(Some records)
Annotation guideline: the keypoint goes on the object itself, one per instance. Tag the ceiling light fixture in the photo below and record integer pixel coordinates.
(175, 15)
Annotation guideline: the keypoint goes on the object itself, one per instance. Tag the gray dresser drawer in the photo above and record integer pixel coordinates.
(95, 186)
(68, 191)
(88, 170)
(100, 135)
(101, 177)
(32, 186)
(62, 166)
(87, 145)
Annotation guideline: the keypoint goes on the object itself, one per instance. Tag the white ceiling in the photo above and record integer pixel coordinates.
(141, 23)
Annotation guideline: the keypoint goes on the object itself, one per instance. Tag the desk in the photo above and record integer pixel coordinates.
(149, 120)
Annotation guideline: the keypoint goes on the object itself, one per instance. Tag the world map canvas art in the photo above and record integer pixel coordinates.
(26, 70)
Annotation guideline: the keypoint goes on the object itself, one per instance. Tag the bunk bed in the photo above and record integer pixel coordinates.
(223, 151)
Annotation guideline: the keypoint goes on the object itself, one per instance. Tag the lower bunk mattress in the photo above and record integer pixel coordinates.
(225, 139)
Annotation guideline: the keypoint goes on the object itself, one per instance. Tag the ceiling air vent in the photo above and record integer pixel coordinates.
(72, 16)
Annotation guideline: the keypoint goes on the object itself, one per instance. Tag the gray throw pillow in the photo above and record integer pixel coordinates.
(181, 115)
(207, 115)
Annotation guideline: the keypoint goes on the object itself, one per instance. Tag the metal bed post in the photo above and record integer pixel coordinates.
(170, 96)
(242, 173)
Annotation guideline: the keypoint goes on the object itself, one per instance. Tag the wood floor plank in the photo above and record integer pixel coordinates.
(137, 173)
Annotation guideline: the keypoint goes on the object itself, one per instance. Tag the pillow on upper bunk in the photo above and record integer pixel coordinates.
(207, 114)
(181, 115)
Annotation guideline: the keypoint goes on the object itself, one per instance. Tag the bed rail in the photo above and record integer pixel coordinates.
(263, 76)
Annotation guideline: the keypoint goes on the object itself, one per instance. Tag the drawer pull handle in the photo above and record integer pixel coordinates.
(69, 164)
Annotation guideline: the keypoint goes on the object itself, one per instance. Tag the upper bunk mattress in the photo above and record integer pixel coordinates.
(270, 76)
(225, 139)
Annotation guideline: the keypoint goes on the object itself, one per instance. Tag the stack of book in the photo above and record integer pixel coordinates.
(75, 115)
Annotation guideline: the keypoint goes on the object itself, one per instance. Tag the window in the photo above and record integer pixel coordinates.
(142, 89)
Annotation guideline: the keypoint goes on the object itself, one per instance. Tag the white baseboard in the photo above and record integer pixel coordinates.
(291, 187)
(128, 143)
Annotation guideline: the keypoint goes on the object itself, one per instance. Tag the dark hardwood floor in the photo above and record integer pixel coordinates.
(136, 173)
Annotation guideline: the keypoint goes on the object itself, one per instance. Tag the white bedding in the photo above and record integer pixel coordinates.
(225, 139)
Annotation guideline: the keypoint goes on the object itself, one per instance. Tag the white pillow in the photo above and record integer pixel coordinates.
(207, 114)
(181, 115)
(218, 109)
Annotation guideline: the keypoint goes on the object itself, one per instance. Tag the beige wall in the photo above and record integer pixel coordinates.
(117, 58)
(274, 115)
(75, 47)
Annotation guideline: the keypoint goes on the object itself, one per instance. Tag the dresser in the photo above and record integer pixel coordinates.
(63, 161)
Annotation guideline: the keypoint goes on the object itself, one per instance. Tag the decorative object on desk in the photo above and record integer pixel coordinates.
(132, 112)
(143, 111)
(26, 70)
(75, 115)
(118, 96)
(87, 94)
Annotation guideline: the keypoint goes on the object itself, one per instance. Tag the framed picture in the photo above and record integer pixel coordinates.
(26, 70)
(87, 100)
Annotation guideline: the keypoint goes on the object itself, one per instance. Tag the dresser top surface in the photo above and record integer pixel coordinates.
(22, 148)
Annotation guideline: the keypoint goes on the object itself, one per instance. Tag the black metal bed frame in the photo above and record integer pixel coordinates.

---

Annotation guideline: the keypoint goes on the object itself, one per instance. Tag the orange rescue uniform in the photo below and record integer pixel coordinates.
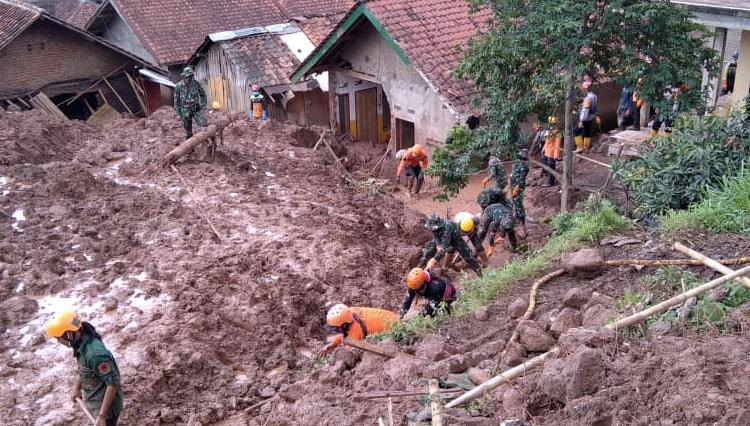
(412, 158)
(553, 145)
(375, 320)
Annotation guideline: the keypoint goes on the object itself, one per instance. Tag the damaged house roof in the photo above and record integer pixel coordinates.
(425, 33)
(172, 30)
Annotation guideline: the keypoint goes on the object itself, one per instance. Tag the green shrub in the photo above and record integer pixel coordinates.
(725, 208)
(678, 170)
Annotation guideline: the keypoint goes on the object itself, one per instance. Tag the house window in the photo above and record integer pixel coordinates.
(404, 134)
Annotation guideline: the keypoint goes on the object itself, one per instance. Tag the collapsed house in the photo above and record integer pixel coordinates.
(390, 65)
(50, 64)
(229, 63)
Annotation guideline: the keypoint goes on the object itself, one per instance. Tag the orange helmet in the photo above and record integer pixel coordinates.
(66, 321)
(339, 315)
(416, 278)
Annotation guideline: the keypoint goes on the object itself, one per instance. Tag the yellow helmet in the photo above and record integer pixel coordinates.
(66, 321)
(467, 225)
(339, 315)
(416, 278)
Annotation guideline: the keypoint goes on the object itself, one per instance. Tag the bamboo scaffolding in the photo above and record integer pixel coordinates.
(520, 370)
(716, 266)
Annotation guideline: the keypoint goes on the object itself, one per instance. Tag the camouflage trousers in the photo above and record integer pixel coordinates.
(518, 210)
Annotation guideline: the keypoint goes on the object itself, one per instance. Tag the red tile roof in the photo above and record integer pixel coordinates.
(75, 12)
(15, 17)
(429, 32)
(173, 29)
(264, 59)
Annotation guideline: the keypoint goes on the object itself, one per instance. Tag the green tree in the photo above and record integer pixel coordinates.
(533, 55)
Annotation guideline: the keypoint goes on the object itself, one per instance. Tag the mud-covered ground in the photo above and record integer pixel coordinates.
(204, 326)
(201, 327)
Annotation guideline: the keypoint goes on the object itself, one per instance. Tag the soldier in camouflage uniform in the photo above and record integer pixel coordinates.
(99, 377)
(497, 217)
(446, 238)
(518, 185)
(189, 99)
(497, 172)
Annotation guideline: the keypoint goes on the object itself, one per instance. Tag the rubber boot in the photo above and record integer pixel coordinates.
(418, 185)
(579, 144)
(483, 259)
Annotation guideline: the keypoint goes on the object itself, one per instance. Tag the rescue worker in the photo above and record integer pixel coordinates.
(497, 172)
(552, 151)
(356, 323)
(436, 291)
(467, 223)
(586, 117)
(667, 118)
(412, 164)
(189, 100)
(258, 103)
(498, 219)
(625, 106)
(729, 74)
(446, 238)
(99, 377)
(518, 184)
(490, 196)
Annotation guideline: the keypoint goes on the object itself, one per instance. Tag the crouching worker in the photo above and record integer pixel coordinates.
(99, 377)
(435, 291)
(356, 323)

**Problem requirements**
Find every line in the listing above that contains the word "camouflage", matching case exactly, and copy each of those lines.

**Task result**
Annotation guideline: the keypoint goes on the object itself, one per instance. Tag the camouflage trousers in the photo above and record integer pixel coordinates.
Annotation guideline: the keypoint goes on the object itself, one per instance. Tag the soldier in camouflage uniform in the photo above and record integer pixel coordinates.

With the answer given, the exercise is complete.